» **TEXT PASSAGE**:
◆ ◆ ◆ ◆ ◆
20 comments to Peek and Poke, Vol. 3

Sam says:

Great to see GDB getting into 1980 standard’s :)

rule says:

OOOO, drawing debugging is extremaly amazing :-)
And what about GDB 7xx + Python on Mac OS ? Is there any Ideas ?

RCL says:

I don’t really understand what bug you’re talking about in example with unions. You start with stating that the code exposes a bug, then you show two screenshots where everything seems to work. Or did you mean that the bug was in previous versions of gdb?

By the way, can we have the same functionality like in MSVC debugger, where you can append “,10″ to any pointer in Watches window to make it treated as an array of 10 elements instead? E.g. if you have int * pPtr and you type pPtr in Watch, you see only its value (an adress). But if you type pPtr,15 you see an array of 15 ints at the address that pPtr points to. Really handy.

Also, is casting variables to other types (specifically pointer types) supported in Watcher?

André says:

@Sam: Not bad, eh? ;-)

@RCL: I wrote “… a problem with the gdb/MI…”. Stress on the ‘MI’ part.

When trying to access the same structure with the MI protocol you’ll get a communication like the following:

35-var-list-children --all-values "local.a"
◆ ◆ ◆ ◆ ◆
» **GIVEN RECORDS**:
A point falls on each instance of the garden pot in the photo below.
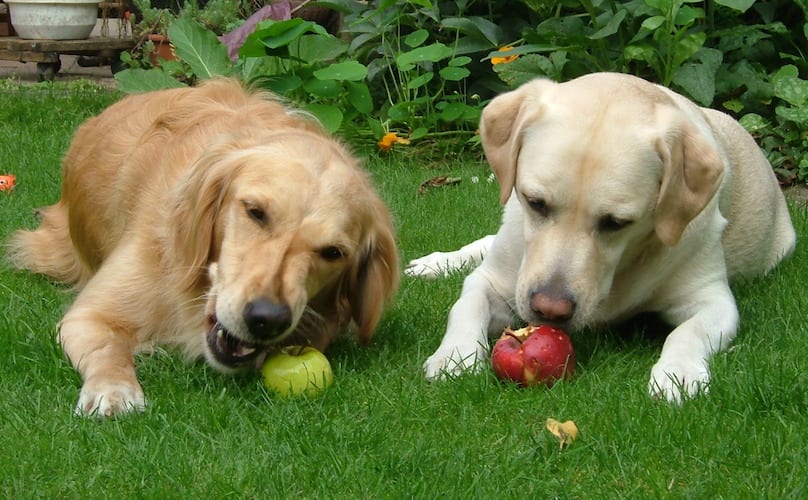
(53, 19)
◆ ◆ ◆ ◆ ◆
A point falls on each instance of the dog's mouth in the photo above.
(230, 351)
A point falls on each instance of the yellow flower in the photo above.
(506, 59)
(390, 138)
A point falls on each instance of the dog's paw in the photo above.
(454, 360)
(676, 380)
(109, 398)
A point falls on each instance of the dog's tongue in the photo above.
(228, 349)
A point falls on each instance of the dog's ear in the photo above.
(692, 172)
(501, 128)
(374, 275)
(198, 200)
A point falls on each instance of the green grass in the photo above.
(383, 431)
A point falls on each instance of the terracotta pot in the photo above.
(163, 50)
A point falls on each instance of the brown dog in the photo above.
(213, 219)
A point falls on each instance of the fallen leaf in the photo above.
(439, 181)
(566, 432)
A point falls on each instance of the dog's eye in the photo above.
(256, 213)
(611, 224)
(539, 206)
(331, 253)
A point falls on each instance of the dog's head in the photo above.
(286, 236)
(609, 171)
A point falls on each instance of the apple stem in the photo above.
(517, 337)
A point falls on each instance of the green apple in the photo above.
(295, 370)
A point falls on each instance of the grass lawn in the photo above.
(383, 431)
◆ ◆ ◆ ◆ ◆
» **JOB 1**:
In the GDB comment thread, which part of "gdb/MI" does André tell RCL to stress?
» **JOB 2**:
Extend the GDB comment thread, starting right after its last line.

» **TASK ANSWER 1**:
The "MI" part.

» **TASK ANSWER 2**:
35^done,numchild="1",children=[child={name="local.a.public",exp="public",numchild="3",value=""}]
36-var-list-children --all-values "local.a.public"
36^error,msg="Duplicate variable object name"

Good luck with populating a treeview with output like that ;-)

One of the nicest aspects of the Python scripting is that you can create the data you need exactly the way you want it to have, not the way the MI protocol thinks it might be best for everyone. That saves a lot of bandwidth, eats less resources on the gdb side and even enables you to work around minor issues like the one mentioned above without having to wait for a fixed version of gdb popping up in your favourite distribution.

The “,10″ feature is there, but you just have to use gdb syntax, i.e. append “@10″.

Also, the Watchers expression take any expression that gdb understands on the command line. This is sometimes a bit different from C++. You’d need e.g. to use ‘foo::bar’* _including_ the quotes if you have a class bar in namespace foo. Apart from that there’s no magic there. So casting of pointers works.

André says:

@rule: The FSF gdb/Darwin crash is tracked as http://sourceware.org/bugzilla/show_bug.cgi?id=11488 and today there appeared a new comment: “It looks like this happens for binaries that are linked against a Framework.” So the problem is acknowledged and I don’t think it’s unfixable. Simple applications do work and Python works, so there’s hope.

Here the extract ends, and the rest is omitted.